_Assignment_
In the records below, find the line that contains "black eyeglass frame.", then write out that line and each one after it exactly, up to and including the last.

(Task data begins)

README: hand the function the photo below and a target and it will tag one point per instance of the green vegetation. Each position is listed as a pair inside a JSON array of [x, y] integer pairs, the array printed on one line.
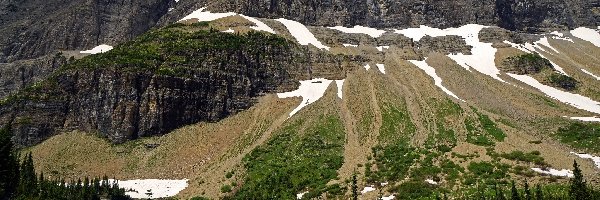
[[584, 136], [562, 81], [18, 179], [292, 162]]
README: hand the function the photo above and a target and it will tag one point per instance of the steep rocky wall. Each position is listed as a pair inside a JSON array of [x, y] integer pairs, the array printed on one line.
[[522, 15]]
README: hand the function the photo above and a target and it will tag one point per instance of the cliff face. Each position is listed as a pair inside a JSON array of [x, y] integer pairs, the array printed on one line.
[[522, 15], [34, 28], [132, 91]]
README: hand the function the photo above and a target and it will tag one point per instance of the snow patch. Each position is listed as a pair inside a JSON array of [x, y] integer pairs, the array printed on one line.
[[590, 73], [301, 33], [373, 32], [554, 172], [367, 189], [533, 48], [596, 159], [300, 195], [587, 34], [431, 72], [310, 91], [380, 48], [260, 26], [98, 49], [340, 86], [483, 54], [587, 119], [151, 188], [432, 182], [575, 100], [206, 16], [381, 68]]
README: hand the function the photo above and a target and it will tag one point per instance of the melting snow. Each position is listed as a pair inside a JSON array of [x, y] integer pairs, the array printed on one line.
[[310, 91], [340, 86], [590, 73], [554, 172], [483, 54], [260, 26], [206, 16], [587, 119], [381, 68], [300, 195], [301, 33], [367, 189], [596, 159], [574, 100], [380, 48], [158, 187], [432, 182], [529, 48], [431, 72], [98, 49], [587, 34], [360, 29]]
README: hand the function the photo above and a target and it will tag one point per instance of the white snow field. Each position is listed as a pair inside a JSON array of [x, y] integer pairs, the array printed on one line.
[[595, 159], [206, 16], [381, 68], [152, 188], [483, 54], [533, 48], [301, 33], [587, 119], [590, 73], [367, 189], [340, 86], [587, 34], [260, 26], [98, 49], [310, 91], [574, 100], [431, 72], [554, 172], [373, 32]]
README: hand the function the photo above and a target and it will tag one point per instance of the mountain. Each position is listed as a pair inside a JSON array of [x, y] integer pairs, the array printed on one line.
[[289, 99]]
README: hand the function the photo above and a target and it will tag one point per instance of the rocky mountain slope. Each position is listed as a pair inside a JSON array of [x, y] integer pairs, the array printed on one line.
[[238, 107]]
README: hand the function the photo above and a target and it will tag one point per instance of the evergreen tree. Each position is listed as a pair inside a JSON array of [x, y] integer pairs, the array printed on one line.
[[527, 191], [354, 187], [578, 189], [514, 192], [538, 192], [9, 164]]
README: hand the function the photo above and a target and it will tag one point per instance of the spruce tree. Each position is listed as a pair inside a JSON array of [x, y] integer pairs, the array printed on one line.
[[578, 189], [9, 165], [538, 192], [514, 192], [527, 192]]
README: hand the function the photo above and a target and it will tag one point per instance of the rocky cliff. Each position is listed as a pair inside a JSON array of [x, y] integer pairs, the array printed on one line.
[[161, 81], [521, 15]]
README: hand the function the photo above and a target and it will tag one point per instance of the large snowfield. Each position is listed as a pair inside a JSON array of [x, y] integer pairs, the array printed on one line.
[[152, 188]]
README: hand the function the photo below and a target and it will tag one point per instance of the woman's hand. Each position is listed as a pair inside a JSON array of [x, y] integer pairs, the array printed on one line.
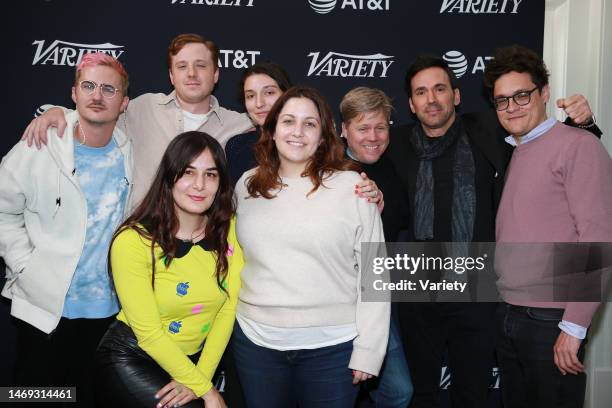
[[175, 394], [368, 189], [359, 376], [36, 132], [212, 399]]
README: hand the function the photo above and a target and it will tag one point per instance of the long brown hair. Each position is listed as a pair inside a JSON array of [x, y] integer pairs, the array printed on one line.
[[155, 219], [328, 158]]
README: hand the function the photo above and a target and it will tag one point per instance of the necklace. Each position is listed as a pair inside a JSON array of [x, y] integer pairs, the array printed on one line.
[[82, 134], [194, 238]]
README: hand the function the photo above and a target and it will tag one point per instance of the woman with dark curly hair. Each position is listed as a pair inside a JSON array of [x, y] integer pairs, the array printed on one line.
[[175, 263], [301, 324]]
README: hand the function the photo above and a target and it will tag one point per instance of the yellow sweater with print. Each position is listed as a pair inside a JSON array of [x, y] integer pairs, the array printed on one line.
[[186, 309]]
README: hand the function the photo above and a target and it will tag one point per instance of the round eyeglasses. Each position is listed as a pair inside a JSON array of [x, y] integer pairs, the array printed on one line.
[[521, 98], [89, 87]]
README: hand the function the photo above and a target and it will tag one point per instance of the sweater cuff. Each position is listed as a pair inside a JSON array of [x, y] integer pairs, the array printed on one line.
[[368, 361], [574, 330], [580, 313]]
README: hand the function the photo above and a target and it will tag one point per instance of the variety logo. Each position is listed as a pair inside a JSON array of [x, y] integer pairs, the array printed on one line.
[[445, 378], [69, 54], [335, 64], [458, 63], [480, 6], [247, 3], [237, 58], [325, 6]]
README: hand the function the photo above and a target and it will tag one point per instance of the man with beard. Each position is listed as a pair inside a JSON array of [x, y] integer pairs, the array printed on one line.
[[453, 168], [153, 120]]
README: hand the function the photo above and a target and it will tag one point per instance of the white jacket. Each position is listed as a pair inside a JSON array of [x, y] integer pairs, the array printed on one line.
[[43, 220]]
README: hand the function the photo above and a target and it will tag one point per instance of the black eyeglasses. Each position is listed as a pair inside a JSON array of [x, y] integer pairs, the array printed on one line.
[[89, 87], [521, 98]]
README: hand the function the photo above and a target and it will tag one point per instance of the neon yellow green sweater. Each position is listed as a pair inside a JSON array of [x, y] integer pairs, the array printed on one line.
[[185, 309]]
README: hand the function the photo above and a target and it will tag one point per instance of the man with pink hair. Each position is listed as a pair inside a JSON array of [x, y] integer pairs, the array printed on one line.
[[58, 210]]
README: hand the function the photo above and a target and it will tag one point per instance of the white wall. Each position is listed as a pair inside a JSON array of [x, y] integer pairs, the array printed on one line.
[[578, 52]]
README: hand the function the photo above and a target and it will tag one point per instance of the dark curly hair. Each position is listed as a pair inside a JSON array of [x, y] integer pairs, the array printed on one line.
[[155, 218]]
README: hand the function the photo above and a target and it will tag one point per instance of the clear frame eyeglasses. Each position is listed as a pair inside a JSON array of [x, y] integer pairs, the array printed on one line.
[[89, 87], [521, 98]]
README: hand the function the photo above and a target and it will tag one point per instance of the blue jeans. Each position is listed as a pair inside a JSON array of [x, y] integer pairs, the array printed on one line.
[[394, 389], [318, 378], [529, 376]]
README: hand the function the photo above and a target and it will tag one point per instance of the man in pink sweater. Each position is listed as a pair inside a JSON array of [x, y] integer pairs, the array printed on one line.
[[558, 190]]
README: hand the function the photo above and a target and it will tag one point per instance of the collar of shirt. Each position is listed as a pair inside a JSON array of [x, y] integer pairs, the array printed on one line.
[[535, 132], [214, 104]]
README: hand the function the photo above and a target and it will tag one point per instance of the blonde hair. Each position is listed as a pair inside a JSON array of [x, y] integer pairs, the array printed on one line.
[[362, 100]]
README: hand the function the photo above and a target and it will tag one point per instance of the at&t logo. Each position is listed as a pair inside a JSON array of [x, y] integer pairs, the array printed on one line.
[[237, 58], [69, 54], [325, 6], [335, 64], [458, 63]]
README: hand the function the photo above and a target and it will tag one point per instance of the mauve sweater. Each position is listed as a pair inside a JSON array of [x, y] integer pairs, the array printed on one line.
[[558, 189]]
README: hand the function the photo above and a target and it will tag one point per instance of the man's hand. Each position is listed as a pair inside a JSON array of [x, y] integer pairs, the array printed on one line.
[[368, 189], [359, 376], [212, 399], [37, 129], [566, 354], [577, 108], [174, 394]]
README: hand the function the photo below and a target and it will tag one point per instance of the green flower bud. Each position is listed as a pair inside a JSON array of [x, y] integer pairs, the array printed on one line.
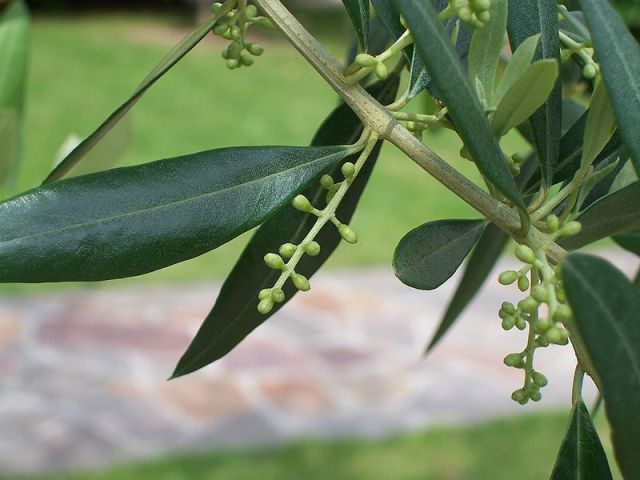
[[365, 60], [589, 71], [255, 49], [287, 250], [381, 71], [528, 305], [251, 11], [508, 307], [523, 283], [301, 282], [521, 396], [220, 29], [246, 60], [302, 203], [570, 229], [264, 293], [508, 322], [541, 325], [562, 313], [539, 379], [326, 181], [347, 234], [515, 360], [273, 260], [277, 295], [556, 335], [525, 254], [348, 169], [508, 277], [265, 305], [540, 293], [553, 223], [312, 248]]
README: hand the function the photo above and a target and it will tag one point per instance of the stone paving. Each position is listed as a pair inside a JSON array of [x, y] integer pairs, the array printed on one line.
[[83, 373]]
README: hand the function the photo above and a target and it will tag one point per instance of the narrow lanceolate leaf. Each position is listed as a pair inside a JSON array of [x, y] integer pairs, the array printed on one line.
[[359, 13], [600, 126], [619, 57], [134, 220], [486, 45], [430, 254], [629, 241], [484, 257], [614, 214], [606, 305], [532, 17], [173, 57], [581, 455], [525, 96], [14, 49], [234, 315], [520, 61], [450, 79]]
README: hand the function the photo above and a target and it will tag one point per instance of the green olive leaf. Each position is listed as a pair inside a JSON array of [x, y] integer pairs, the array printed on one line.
[[525, 96], [234, 315], [600, 126], [452, 84], [605, 305], [613, 214], [14, 53], [358, 11], [581, 456], [618, 55], [430, 254], [527, 18], [174, 56], [129, 221], [486, 45], [520, 61]]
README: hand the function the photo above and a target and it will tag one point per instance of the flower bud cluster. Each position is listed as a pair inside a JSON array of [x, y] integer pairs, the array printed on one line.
[[473, 12], [544, 311], [289, 254], [233, 26]]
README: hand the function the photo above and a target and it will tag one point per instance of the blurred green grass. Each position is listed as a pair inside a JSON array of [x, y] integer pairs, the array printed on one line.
[[84, 66], [519, 447]]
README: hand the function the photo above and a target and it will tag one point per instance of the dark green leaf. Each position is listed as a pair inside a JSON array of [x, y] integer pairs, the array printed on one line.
[[629, 241], [448, 76], [486, 45], [532, 17], [173, 57], [606, 305], [619, 58], [525, 96], [581, 455], [359, 13], [611, 215], [134, 220], [430, 254], [14, 50], [234, 315], [482, 260]]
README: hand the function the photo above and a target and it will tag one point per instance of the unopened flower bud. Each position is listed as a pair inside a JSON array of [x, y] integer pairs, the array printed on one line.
[[300, 282], [525, 254], [300, 202], [273, 260], [508, 277]]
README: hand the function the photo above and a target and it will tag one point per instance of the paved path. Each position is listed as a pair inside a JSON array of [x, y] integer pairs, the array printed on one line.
[[82, 374]]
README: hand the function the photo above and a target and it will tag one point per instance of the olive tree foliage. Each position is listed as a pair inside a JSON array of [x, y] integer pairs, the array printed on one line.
[[570, 85]]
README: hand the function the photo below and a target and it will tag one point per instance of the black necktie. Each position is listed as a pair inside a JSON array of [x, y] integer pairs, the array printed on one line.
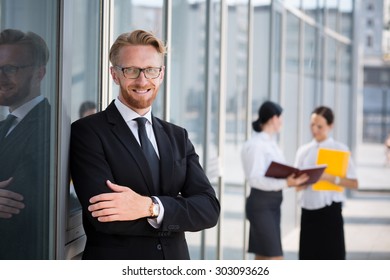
[[6, 126], [149, 153]]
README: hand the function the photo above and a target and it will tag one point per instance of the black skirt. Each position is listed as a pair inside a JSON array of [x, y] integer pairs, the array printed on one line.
[[263, 213], [322, 234]]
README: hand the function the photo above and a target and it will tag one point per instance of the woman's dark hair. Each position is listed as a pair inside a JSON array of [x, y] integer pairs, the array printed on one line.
[[266, 111], [325, 112]]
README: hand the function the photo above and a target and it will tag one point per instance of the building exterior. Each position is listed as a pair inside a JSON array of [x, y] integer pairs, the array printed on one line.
[[375, 43], [224, 59]]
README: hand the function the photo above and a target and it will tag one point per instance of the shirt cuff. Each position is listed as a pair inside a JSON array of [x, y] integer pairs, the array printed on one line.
[[156, 222]]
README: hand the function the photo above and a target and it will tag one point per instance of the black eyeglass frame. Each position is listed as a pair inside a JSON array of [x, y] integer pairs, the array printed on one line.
[[13, 69], [123, 69]]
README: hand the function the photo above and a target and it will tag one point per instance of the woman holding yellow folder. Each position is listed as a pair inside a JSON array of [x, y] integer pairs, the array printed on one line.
[[263, 203], [322, 225]]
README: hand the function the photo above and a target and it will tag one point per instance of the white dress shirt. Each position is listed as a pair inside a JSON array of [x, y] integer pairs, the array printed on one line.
[[256, 155], [23, 110], [307, 156], [129, 115]]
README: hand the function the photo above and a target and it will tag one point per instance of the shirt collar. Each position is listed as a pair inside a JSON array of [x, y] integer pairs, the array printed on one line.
[[265, 136], [324, 143], [23, 110], [128, 114]]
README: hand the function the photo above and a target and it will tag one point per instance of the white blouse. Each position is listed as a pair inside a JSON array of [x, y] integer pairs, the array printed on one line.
[[256, 155], [307, 156]]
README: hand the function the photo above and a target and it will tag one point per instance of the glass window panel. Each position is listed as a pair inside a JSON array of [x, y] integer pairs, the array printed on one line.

(Task data ends)

_Reply to the task_
README: hand the function the photo above and a target and it will tag one point per instance of the black eyeglass frame. Each position is listed as a pair inside a JSON array of [x, y] integer pairs, the array printed on one line.
[[13, 69], [123, 69]]
README: hand the function the photo above and a target and it will tag one point per instance of the woman holding yellow folder. Each position is listed as a pair inside a JSON array of [x, y] integer pairs, the array printed on one line.
[[263, 203], [322, 225]]
README: hand the function the photo above and a target and it will tag one point per instance of the white dress shirt. Each position is listed as a pair inside a JSON array of [x, y] integer pairs, the array printed on one line.
[[256, 155], [23, 110], [307, 156], [129, 115]]
README: hand the function the photo above and a target and it will tag one point per instance of the shirt collar. Each position is listed as a pair inside a JSON array of [x, y] integer pairs, the array printed on one line.
[[265, 136], [324, 143], [23, 110], [128, 114]]
README: hand the function the photo above and a target and it will tag one point per instance of the white blouse. Each position is listed as a pair inside a JSON array of [x, y] integer pairs, the array printed on one line.
[[256, 155], [307, 156]]
README: hand the function the photo above and a target and it will tag one point per instance of the glass window panel. Each position is listed as a pair inside a JSON array of [x, y] integer pairs, the array printed on one line.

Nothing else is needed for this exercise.